**What is required**. Copy out every line of the material below word for word, without the pictures.

################

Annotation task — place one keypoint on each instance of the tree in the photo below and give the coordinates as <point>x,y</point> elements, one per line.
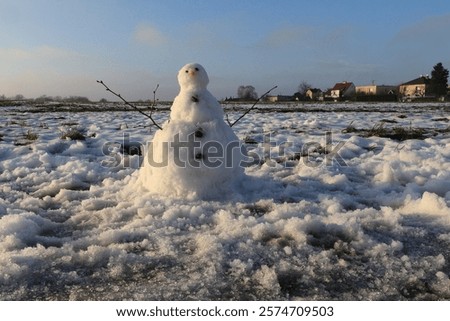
<point>247,93</point>
<point>439,80</point>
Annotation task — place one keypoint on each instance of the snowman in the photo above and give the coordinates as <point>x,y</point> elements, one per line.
<point>195,154</point>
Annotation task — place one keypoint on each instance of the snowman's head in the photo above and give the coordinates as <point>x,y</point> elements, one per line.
<point>192,77</point>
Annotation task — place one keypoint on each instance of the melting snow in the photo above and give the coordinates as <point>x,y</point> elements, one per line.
<point>370,223</point>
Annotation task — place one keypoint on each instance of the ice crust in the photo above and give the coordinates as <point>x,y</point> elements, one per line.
<point>377,229</point>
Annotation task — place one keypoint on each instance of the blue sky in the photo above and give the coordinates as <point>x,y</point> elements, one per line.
<point>60,48</point>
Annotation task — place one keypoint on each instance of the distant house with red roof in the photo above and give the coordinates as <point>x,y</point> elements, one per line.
<point>343,90</point>
<point>415,88</point>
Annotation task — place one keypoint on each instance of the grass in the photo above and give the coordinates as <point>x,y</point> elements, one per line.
<point>30,135</point>
<point>73,134</point>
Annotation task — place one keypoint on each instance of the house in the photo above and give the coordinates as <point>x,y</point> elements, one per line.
<point>343,90</point>
<point>376,90</point>
<point>314,94</point>
<point>278,98</point>
<point>415,88</point>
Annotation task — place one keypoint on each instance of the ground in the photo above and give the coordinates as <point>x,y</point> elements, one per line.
<point>341,202</point>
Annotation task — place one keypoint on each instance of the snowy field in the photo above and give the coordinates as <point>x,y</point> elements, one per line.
<point>330,210</point>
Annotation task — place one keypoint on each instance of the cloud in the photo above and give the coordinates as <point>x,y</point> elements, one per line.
<point>286,36</point>
<point>428,30</point>
<point>149,35</point>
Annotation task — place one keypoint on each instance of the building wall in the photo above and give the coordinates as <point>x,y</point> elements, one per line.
<point>412,90</point>
<point>375,90</point>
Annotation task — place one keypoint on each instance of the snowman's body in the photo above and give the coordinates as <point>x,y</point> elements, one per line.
<point>196,154</point>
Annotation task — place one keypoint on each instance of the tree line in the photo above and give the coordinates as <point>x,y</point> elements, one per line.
<point>438,86</point>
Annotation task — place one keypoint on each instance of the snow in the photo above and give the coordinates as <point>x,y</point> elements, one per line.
<point>195,154</point>
<point>369,220</point>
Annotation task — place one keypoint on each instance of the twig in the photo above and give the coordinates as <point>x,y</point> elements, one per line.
<point>131,105</point>
<point>152,107</point>
<point>251,108</point>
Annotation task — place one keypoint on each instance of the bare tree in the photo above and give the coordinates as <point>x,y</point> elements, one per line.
<point>247,93</point>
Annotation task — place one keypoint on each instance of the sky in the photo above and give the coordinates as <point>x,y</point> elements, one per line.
<point>60,48</point>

################

**Response**.
Annotation task — place one keypoint on each instance of the tree in the photo below and give the coordinates as <point>x,y</point> elements, one per line.
<point>247,93</point>
<point>439,80</point>
Annotation task — place one keypoint on each instance of the snowman in the photo above and give the coordinates as <point>x,y</point> elements, one per line.
<point>195,154</point>
Annotation task — place one keypoint on each instance of the snowman's head in the photo above and give the coordinates as <point>x,y</point> elements, one per line.
<point>192,77</point>
Annotation task — place one keypoint on each instance of the melting snow in the photo above and give the coordinates as <point>x,y</point> elements, one per line.
<point>370,223</point>
Annotation task — place one keypoint on each instance of the ice crust in the photo above and give the coordinates as <point>x,y</point> elements, one per line.
<point>377,229</point>
Annotation task — place one keypoint on each instance of the blue sky in the photo above and give the coordinates as <point>x,y</point> elements, one per line.
<point>60,48</point>
Annotation task — place one keypoint on each instance of the distant house with red roof in the photo above and give the coordinates as <point>x,y</point> elements, one per line.
<point>343,90</point>
<point>415,88</point>
Annotation task — place one keypoint on each instance of the grass in the photo above and give the coordinates as <point>x,y</point> elements, one per line.
<point>30,135</point>
<point>73,134</point>
Annotation task — place one keypoint on each instance of the house in the photo above and give the coordinates as <point>x,y</point> elements, one per line.
<point>343,90</point>
<point>376,90</point>
<point>314,94</point>
<point>278,98</point>
<point>415,88</point>
Annotation task — place one keypoint on each instance of the ground in the photo above and give the coordinates as <point>x,y</point> elements, one per line.
<point>341,202</point>
Annotation task — place one keypoint on each instance of the snowy field in the photo above and give the coordinates as <point>x,y</point> elements, one per line.
<point>330,210</point>
Annotation task — place one keypoint on each instance of the cloud in the photo above and give the coordinates as <point>x,y</point> elements, one per line.
<point>286,36</point>
<point>428,30</point>
<point>149,35</point>
Annotation task — place one keypoint on each instance of the building wall in the photo above and give the coordinates as <point>x,y</point> elements, one per line.
<point>412,90</point>
<point>375,90</point>
Annotation task — place one keypoint on each instance of the snowman's body in the photo above and give the coordinates as <point>x,y</point> elements, one per line.
<point>196,154</point>
Annotation task — place one keypoint on each instance of the tree line in the photo above and give the coordinates as <point>x,y</point> elements, one per line.
<point>438,86</point>
Annotation task — place one keypoint on each instance of the snow in the photo above and give the coordinates as <point>x,y</point> elements, one per line.
<point>195,154</point>
<point>369,220</point>
Annotation task — place one keypoint on each instance of the twig in the photo above and give the coordinates as <point>x,y</point> elements, one per line.
<point>131,105</point>
<point>152,107</point>
<point>251,108</point>
Annotation task — place one keypoint on each instance of the bare tree in the photo above and give the coordinates as <point>x,y</point> elements, one per line.
<point>247,93</point>
Annotation task — place one keypoint on each instance of the sky in the photo above and give the coordinates as <point>x,y</point> elements, one per line.
<point>60,48</point>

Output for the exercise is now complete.